*** Opening of Material to process ***
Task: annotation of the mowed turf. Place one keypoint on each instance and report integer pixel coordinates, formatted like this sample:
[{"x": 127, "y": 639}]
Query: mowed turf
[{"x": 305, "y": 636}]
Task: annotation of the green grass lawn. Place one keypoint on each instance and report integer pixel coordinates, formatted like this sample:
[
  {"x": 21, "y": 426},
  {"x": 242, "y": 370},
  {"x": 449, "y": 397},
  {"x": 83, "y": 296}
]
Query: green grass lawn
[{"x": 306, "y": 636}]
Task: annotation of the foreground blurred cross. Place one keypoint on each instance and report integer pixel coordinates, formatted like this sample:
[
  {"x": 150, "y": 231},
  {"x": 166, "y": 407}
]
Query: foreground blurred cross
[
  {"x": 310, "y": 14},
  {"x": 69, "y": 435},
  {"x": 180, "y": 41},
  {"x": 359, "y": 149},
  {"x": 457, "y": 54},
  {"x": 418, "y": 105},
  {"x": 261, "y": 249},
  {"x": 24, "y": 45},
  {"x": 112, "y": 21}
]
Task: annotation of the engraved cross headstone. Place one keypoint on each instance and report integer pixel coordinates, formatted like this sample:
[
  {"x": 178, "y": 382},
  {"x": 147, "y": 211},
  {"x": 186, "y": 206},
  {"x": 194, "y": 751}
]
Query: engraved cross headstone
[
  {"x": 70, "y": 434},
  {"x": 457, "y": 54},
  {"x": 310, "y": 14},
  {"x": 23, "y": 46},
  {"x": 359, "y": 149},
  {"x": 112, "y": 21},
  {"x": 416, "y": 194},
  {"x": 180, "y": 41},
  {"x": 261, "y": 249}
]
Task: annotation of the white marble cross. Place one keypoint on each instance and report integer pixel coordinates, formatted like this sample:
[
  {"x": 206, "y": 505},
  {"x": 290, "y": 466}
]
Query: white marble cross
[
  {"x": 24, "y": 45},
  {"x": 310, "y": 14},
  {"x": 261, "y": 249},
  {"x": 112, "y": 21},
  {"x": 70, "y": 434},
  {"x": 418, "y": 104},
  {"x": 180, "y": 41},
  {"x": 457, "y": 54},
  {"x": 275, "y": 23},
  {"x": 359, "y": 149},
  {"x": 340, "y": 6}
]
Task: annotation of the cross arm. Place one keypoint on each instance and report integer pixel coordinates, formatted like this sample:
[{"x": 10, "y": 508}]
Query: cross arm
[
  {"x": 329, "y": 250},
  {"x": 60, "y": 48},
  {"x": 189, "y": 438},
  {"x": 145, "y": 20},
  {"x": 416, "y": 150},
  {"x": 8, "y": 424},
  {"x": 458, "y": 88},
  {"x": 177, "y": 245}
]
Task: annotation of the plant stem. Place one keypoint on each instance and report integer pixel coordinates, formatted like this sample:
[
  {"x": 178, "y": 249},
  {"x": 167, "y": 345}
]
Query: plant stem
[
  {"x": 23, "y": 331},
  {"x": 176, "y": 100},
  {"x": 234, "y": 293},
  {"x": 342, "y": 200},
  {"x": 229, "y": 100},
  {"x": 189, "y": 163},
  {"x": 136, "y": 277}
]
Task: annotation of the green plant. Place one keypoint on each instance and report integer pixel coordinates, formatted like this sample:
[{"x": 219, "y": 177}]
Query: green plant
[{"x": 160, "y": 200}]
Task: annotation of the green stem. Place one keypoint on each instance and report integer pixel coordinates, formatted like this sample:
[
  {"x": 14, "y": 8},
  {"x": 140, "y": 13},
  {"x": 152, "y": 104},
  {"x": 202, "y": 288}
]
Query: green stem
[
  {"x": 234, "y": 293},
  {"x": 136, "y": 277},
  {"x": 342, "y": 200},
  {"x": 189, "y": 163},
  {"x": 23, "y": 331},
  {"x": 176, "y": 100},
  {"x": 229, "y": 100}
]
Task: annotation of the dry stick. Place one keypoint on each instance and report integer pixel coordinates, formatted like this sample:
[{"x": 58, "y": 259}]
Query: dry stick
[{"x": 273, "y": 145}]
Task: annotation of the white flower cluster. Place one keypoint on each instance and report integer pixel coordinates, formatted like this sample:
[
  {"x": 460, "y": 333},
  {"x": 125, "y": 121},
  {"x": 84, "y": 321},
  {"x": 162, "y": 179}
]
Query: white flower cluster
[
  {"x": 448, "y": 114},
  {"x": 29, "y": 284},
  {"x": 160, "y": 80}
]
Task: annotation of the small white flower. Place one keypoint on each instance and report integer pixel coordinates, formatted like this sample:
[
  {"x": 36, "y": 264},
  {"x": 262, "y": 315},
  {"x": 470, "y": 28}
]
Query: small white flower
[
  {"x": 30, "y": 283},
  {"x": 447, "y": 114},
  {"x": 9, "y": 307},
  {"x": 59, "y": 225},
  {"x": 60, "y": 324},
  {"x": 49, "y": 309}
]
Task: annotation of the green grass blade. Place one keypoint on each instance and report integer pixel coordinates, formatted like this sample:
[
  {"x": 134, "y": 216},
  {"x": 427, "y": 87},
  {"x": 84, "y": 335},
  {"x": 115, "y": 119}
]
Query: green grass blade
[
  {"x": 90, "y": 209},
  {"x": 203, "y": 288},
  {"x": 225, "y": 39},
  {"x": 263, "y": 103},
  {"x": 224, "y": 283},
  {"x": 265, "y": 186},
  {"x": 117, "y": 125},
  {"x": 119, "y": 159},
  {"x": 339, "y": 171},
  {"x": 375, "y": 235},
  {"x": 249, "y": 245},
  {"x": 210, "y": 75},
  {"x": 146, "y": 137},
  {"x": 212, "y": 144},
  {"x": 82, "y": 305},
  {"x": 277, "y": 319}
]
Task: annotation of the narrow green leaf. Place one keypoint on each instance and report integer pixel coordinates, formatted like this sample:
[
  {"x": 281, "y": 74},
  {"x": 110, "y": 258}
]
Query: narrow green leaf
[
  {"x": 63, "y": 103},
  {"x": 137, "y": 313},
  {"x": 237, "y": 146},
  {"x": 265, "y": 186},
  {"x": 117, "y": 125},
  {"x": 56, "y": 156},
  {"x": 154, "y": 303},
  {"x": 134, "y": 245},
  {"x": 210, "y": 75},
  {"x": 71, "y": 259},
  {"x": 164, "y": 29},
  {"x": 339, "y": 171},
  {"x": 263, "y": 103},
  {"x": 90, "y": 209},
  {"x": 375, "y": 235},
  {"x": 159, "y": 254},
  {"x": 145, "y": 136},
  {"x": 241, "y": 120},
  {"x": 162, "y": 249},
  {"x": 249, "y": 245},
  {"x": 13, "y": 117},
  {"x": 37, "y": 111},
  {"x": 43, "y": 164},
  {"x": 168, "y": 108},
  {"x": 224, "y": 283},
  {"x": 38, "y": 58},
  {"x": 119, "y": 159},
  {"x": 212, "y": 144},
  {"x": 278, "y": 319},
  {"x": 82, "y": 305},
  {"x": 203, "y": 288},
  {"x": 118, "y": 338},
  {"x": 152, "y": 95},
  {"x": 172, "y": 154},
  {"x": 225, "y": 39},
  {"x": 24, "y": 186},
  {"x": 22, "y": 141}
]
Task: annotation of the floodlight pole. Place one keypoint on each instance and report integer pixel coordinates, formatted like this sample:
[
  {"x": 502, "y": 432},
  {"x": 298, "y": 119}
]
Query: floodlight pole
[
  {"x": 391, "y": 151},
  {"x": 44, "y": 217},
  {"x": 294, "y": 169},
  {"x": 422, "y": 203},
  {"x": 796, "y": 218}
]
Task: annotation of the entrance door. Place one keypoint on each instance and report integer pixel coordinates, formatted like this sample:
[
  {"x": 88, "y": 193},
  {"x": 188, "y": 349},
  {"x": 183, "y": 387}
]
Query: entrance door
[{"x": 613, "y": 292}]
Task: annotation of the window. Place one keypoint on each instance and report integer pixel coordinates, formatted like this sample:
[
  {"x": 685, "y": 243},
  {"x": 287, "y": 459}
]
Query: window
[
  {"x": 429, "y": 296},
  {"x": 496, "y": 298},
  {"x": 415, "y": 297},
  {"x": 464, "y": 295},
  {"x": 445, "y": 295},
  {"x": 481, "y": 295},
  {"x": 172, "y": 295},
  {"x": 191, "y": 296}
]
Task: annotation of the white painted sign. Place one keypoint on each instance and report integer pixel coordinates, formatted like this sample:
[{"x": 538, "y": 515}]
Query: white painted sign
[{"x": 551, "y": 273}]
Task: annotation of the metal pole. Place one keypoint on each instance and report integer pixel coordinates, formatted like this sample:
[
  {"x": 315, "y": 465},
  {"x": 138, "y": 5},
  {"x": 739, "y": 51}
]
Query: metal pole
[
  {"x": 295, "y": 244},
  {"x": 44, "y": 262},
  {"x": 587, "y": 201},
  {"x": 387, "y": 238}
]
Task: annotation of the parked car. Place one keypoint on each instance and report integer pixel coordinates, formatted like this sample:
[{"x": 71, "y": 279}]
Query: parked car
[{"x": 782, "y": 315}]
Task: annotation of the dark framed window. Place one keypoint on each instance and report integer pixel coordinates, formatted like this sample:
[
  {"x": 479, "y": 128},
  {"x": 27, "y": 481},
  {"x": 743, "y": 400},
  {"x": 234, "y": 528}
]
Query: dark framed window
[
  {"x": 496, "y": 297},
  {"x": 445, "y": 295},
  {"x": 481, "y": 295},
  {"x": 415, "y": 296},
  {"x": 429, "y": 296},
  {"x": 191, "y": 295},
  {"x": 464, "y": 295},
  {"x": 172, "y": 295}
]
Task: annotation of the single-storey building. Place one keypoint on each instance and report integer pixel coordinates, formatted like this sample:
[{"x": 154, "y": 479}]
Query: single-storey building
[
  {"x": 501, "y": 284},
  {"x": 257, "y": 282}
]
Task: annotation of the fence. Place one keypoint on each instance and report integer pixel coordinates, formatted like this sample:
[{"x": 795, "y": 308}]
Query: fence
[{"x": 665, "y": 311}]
*** Close of Material to process ***
## What is expected
Write the lines out again exactly, beginning at the line that contains "Task: annotation of the white painted" and stopping only at the final line of the listing above.

## Written answer
Task: annotation of the white painted sign. Place one keypoint on each instance and report integer pixel coordinates, formatted like this sample:
[{"x": 538, "y": 515}]
Query: white painted sign
[{"x": 551, "y": 273}]
Task: annotation of the metal pole. Place one keypoint on each instance and report integer pixel coordinates, formatted like this sample:
[
  {"x": 315, "y": 465},
  {"x": 138, "y": 5},
  {"x": 739, "y": 51}
]
Query: metal pole
[
  {"x": 295, "y": 244},
  {"x": 44, "y": 262},
  {"x": 587, "y": 201},
  {"x": 387, "y": 238}
]
Task: annotation of the parked car. Place one keypoint on each instance and report integer pixel coordinates, formatted like this sample:
[{"x": 71, "y": 279}]
Query: parked car
[{"x": 782, "y": 315}]
Task: annotation of the dark framed window. Place one keypoint on each instance and report integer pixel coordinates, formatted like this sample:
[
  {"x": 479, "y": 128},
  {"x": 27, "y": 481},
  {"x": 743, "y": 400},
  {"x": 234, "y": 528}
]
Query: dark framed window
[
  {"x": 496, "y": 297},
  {"x": 445, "y": 295},
  {"x": 481, "y": 295},
  {"x": 415, "y": 296},
  {"x": 429, "y": 296},
  {"x": 191, "y": 295},
  {"x": 464, "y": 295},
  {"x": 172, "y": 295}
]
Task: annotation of the single-storey building. Place one keypoint on each instance and report integer pixel coordinates, formatted like this sample:
[{"x": 154, "y": 479}]
Query: single-storey building
[
  {"x": 501, "y": 284},
  {"x": 257, "y": 282}
]
Task: annotation of the fence. Place one keypoint on each instance and report integer pixel coordinates, formatted like this sample:
[{"x": 795, "y": 308}]
Query: fence
[{"x": 665, "y": 311}]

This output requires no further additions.